_Supplied material_:
[Start]
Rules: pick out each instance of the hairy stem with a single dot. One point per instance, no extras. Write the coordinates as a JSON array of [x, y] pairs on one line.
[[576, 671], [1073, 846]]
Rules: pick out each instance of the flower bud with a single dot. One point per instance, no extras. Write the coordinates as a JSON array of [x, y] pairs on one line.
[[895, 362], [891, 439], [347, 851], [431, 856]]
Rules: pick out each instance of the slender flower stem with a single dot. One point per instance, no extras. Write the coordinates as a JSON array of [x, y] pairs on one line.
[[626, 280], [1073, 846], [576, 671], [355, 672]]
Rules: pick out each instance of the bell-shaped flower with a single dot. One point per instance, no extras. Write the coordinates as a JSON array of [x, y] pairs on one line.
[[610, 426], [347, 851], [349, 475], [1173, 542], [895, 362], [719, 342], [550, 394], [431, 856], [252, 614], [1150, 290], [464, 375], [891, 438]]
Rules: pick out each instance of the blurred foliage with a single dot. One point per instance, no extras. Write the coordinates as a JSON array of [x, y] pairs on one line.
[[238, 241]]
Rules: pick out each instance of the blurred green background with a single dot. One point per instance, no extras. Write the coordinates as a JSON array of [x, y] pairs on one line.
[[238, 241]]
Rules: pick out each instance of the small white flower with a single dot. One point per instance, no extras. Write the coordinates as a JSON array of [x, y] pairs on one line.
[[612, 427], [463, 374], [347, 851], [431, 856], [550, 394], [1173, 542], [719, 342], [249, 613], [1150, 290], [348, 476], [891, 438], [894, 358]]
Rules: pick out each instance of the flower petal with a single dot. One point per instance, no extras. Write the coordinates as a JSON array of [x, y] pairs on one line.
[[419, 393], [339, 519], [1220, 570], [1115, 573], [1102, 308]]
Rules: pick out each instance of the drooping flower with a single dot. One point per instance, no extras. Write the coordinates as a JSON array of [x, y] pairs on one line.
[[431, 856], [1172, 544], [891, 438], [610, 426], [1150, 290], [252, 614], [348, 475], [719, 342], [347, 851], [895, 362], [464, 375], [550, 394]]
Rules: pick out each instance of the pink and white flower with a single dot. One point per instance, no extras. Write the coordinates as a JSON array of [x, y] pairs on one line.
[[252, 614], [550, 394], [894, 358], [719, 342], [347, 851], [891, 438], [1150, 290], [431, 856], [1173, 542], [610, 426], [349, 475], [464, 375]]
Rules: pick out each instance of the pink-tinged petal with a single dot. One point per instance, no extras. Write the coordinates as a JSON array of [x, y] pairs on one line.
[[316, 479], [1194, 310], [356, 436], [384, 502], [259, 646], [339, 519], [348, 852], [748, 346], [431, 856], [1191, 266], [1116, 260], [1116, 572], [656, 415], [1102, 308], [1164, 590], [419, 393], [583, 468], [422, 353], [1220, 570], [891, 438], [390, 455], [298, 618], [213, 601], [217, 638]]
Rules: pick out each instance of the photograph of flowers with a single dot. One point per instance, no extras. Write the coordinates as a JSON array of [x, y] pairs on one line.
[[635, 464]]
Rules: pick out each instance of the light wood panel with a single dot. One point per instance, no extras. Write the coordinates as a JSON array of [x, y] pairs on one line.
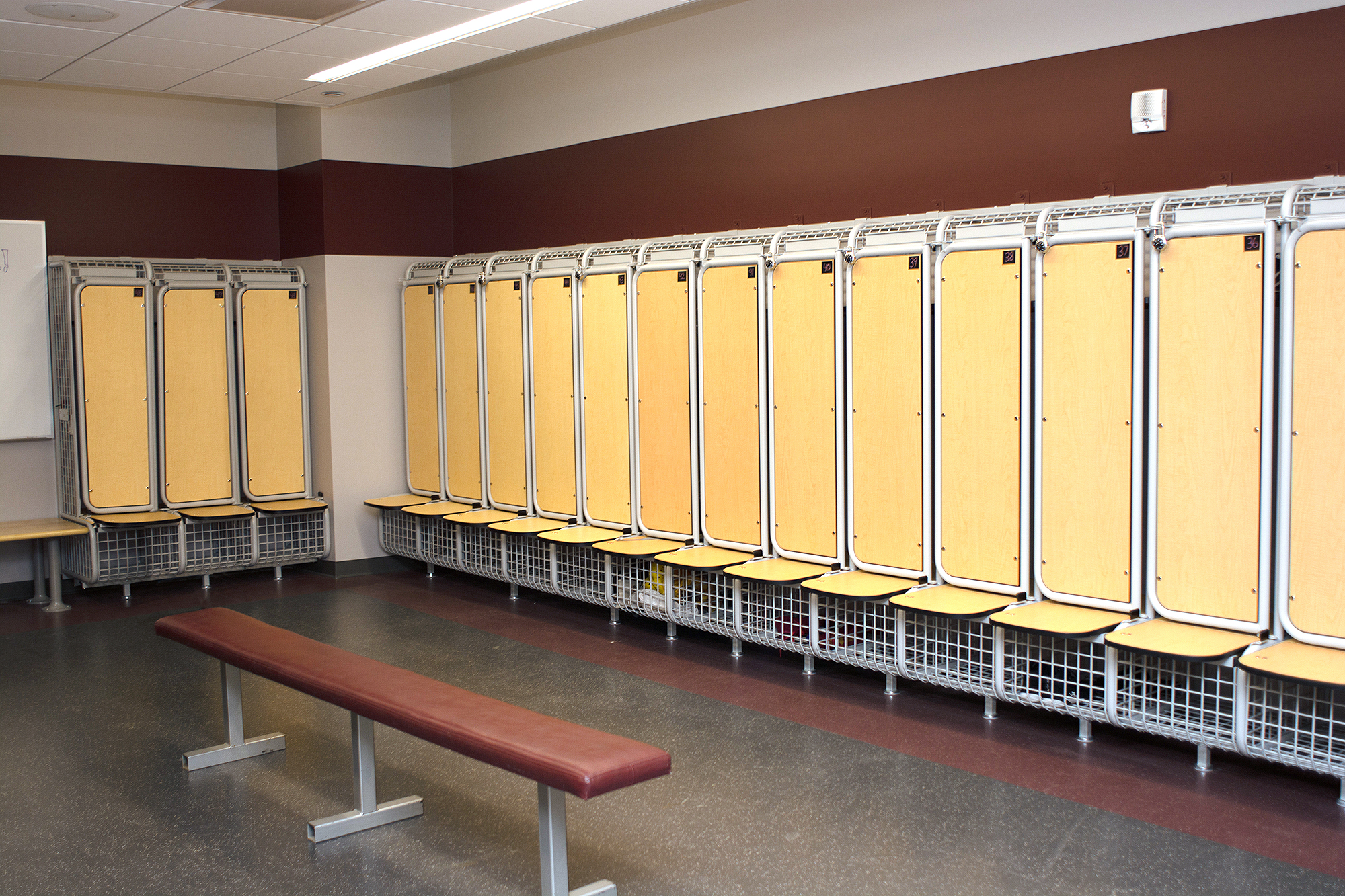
[[981, 369], [805, 428], [731, 388], [1317, 510], [886, 369], [116, 393], [422, 388], [553, 396], [607, 423], [462, 412], [274, 401], [505, 401], [198, 454], [664, 350], [1208, 499], [1087, 386]]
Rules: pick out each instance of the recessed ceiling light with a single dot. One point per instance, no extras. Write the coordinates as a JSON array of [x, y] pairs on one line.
[[71, 11]]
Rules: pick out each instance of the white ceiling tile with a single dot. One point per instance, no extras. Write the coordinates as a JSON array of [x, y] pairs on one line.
[[106, 73], [231, 84], [161, 52], [30, 67], [20, 37], [529, 33], [408, 18], [344, 44], [598, 14], [223, 28], [128, 15], [454, 56]]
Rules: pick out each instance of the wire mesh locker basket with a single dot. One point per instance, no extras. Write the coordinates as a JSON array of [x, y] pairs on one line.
[[946, 651], [1296, 724], [1178, 698], [1062, 674], [291, 538], [703, 600], [857, 633], [528, 561], [213, 545], [642, 585], [580, 573], [775, 615], [120, 556], [482, 552]]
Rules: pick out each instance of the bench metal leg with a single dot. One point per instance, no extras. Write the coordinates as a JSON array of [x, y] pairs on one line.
[[551, 837], [371, 813], [56, 604], [231, 686]]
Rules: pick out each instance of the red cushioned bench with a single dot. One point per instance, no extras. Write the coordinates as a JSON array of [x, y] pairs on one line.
[[563, 758]]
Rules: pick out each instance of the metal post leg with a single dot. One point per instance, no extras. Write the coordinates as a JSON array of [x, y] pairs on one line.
[[56, 604], [371, 813], [236, 747], [551, 838], [1203, 762], [40, 576]]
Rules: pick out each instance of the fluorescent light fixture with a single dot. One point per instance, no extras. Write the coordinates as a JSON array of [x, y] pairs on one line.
[[489, 22]]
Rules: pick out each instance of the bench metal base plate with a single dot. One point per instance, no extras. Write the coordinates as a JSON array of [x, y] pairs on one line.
[[356, 821]]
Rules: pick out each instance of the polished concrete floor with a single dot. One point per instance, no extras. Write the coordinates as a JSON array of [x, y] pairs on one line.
[[93, 798]]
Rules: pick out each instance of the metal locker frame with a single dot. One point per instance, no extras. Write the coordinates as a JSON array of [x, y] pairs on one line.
[[1219, 212], [821, 243], [241, 279], [905, 236], [676, 253], [969, 232], [735, 251], [176, 275]]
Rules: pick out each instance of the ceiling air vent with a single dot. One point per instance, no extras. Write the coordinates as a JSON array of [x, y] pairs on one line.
[[311, 11]]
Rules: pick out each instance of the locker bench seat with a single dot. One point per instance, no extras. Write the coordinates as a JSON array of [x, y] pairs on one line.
[[704, 559], [562, 756], [777, 571], [1296, 661], [1056, 619], [149, 518], [638, 546], [1180, 641], [954, 602], [397, 501], [579, 534], [859, 585]]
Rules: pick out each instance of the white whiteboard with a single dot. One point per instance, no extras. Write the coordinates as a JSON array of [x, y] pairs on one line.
[[25, 350]]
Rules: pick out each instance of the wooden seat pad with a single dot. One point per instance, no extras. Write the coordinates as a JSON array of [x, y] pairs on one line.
[[49, 528], [952, 600], [154, 517], [528, 525], [1296, 661], [579, 534], [777, 571], [217, 512], [1179, 641], [484, 517], [290, 506], [560, 754], [1055, 618], [638, 546], [859, 584], [397, 501], [705, 557], [438, 509]]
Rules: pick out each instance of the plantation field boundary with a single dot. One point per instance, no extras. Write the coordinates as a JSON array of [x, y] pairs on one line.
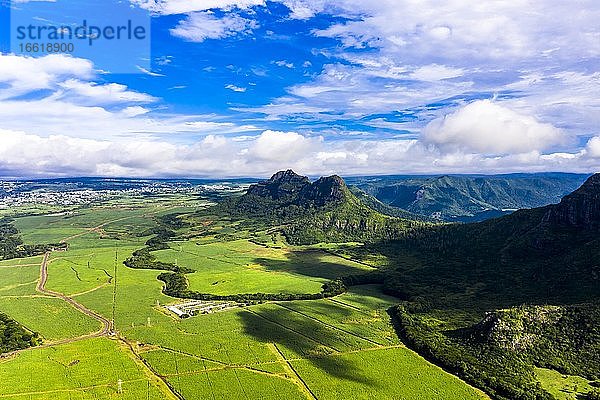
[[290, 369], [337, 328]]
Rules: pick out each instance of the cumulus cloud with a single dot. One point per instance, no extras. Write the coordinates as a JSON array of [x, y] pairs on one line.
[End]
_Work instructions_: Output the entries above as a numbered list with blank lines removed, and omit the pictures from the answer.

_Output for this task_:
1. Rules: pick out each instance of the hairy stem with a single dot. One point per instance, no extras. Write the coordinates as a JSON array of [x, y] pairs on one line.
2. [[576, 671], [1073, 846]]
3. Rules: pick out each instance of the flower bud with a single dot. One point per instance, no extras. Write the coordinates as a JSON array of [x, y] pairs on one line.
4. [[895, 362], [891, 439], [347, 851], [431, 856]]
5. Rules: pick out each instance of the slender flower stem with a single dot. One point per instance, no extras. Write the coordinates as a JSON array of [x, y] pairs on one line.
6. [[626, 280], [1073, 846], [576, 671], [355, 672]]
7. Rules: pick out each instance of the bell-shaped flower with a single dot. One point per instance, no extras. Write the coordinates as a JSON array of [x, y] pairs on one line.
8. [[610, 426], [347, 851], [349, 475], [1173, 542], [895, 362], [719, 342], [550, 394], [431, 856], [252, 614], [1150, 290], [464, 375], [891, 438]]
9. Rules: pick out each instance of the blurred foliage with a single dot. One point per instance, no extras. Write the coordinates as a JSON array of [x, y] pairs on one line.
10. [[238, 241]]
11. Rules: pick out each instance of the blurred green background with a single dot. One point per instance, no extras. Write the coordinates as a JSON array of [x, y] pairs on one line.
12. [[238, 241]]
13. Rules: pick out each instance of the small white flower with a single dot. One point per instance, no extras. Write the coordinates as a JSON array of [x, y] pairs on one line.
14. [[612, 427], [463, 374], [347, 851], [431, 856], [550, 394], [1173, 542], [719, 342], [249, 613], [1150, 290], [348, 476], [891, 438], [894, 358]]
15. Rules: pick out each instance of the flower petal with a single dot. One point per instance, no extras. Write the coordinates as a JSON array of [x, y] pairs on one line.
16. [[419, 393], [339, 519], [1220, 570], [1115, 573], [1102, 308]]
17. Rules: pick out each instance of the drooping flower with a single dot. One point per instance, no extras. Write the coordinates as a JSON array of [x, y] pairs on one line.
18. [[431, 856], [1172, 544], [891, 438], [610, 426], [1150, 290], [252, 614], [348, 475], [719, 342], [347, 851], [895, 362], [464, 375], [550, 394]]
19. Rules: pick out each instance of the pink and white flower with a single dot. One point per instance, no extras. Write the coordinates as a JSON array of [x, y] pairs on one line.
20. [[252, 614], [550, 394], [894, 358], [719, 342], [347, 851], [891, 438], [1150, 290], [431, 856], [1173, 542], [610, 426], [349, 475], [464, 375]]
21. Rules: pick out each instance of the pink-tinged petal with a single dot. One point per instance, no extras. Write the coordinates as a JSON array of [x, y] pairs on one line.
22. [[316, 479], [1194, 310], [356, 436], [384, 502], [259, 646], [339, 519], [348, 852], [748, 346], [431, 856], [1191, 266], [1116, 260], [1116, 572], [656, 415], [1102, 308], [1164, 590], [419, 393], [583, 468], [422, 353], [1220, 570], [891, 438], [390, 455], [298, 618], [213, 601], [217, 638]]
23. Rules: pick out each instance of the photograph of flowers with a single dot. One point per instance, no extras. Write the coordinates as a JSON array of [x, y] pairs on one line.
24. [[635, 464]]
25. Rules: pick out each instance of the light wood panel with a single dot. One point per instance, no extras. Write the coordinates as a JSON array of [x, y] pairs on one line.
26. [[981, 369], [805, 428], [731, 388], [1317, 510], [886, 369], [116, 393], [422, 388], [553, 396], [607, 423], [462, 412], [274, 401], [505, 401], [198, 454], [664, 350], [1208, 499], [1087, 386]]
27. Rules: pick out each instance of the recessed ceiling light with a single dot. One point per instance, no extras. Write the coordinates as a JSON array of [x, y] pairs on one line.
28. [[71, 11]]
29. Rules: pick out each instance of the white ceiling tile with a single dot. One point per instance, no extras. Write the coordinates as a JSON array of [x, y] pairs on one line.
30. [[106, 73], [231, 84], [161, 52], [30, 67], [20, 37], [529, 33], [408, 18], [344, 44], [598, 14], [223, 28], [128, 15], [454, 56]]
31. Rules: pick out each instance of the wire mesh locker basket with a single dot. One point per instance, no extras. Write the coordinates as a JSON array of [x, y] pairs on one line.
32. [[946, 651], [1296, 724], [1178, 698], [1062, 674], [291, 538], [703, 600], [857, 633], [528, 561], [213, 545], [642, 585], [580, 573], [775, 615], [120, 556], [482, 552]]
33. Rules: pick out each instance of the bench metal leg with a single dot. One point per instance, no extras. Write the coordinates as a JSON array of [x, y] pairs on one line.
34. [[551, 837], [371, 813], [56, 604], [231, 686]]
35. Rules: pick out each instance of the red cushioned bench with a single dot. One point per instance, no extras. Write the coordinates as a JSON array of [x, y] pairs on one line.
36. [[563, 758]]
37. Rules: pick out each instance of the metal post leg with a single dot. One point per instance, no extras. Write the coordinates as a JSON array of [x, y] pairs on one line.
38. [[56, 604], [371, 813], [236, 747], [551, 838], [1203, 762], [40, 576]]
39. Rules: pick out each instance of the fluorescent light fixture with a single dot. One point per instance, no extras. Write the coordinates as a JSON array of [x, y] pairs on one line.
40. [[489, 22]]
41. Rules: pick out each instance of the bench metal base plate with a single dot. One point per instance, no extras. Write the coordinates as a JSON array of [x, y] pairs on one line.
42. [[356, 821]]
43. Rules: pick out each instance of the polished concrete floor with a single dot. One point per instance, no extras. Write the coordinates as a JSON array of [x, y] pairs on one line.
44. [[93, 798]]
45. Rules: pick out each instance of the metal locker frame with a single dot. One point per instance, no extras. Write the coordinates as a JSON array of [x, y] pairs on one line.
46. [[1219, 212], [821, 243], [241, 279], [905, 236], [676, 253], [969, 232], [735, 251], [176, 275]]
47. Rules: pick out each instance of the ceiling air vent with a single dot. One point per instance, no extras. Write the coordinates as a JSON array of [x, y] pairs on one line.
48. [[311, 11]]
49. Rules: pick out each instance of the locker bench seat with a single dot. One point per instance, no extras. Write the coordinates as a JSON array of [x, y] pairs on one line.
50. [[704, 559], [562, 756], [777, 571], [1296, 661], [1056, 619], [149, 518], [638, 546], [1180, 641], [954, 602], [397, 501], [579, 534], [859, 585]]
51. Rules: pick out each instance of the white whiteboard with a single dot. One point per instance, no extras. Write the coordinates as a JSON array of [x, y] pairs on one line.
52. [[25, 350]]
53. Rules: pick out each instance of the wooden seat pad with a single dot. One point per instance, no extras. Write the coordinates as a JSON array of [x, y] pairs on one line.
54. [[49, 528], [952, 600], [154, 517], [528, 525], [1296, 661], [579, 534], [777, 571], [217, 512], [1179, 641], [484, 517], [290, 506], [560, 754], [1055, 618], [638, 546], [859, 584], [397, 501], [705, 557], [438, 509]]
55. Rules: pick out each instance of the plantation field boundary with a single dot. One point per instance, no extras. Write the coordinates as a JSON array of [x, y] pairs on one line.
56. [[290, 369], [337, 328]]
57. Rules: pick out each instance of the cumulus cloud with a single dot. One point per instance, no extras. Write the coordinates as a JSON array of [x, y] pairs on one line.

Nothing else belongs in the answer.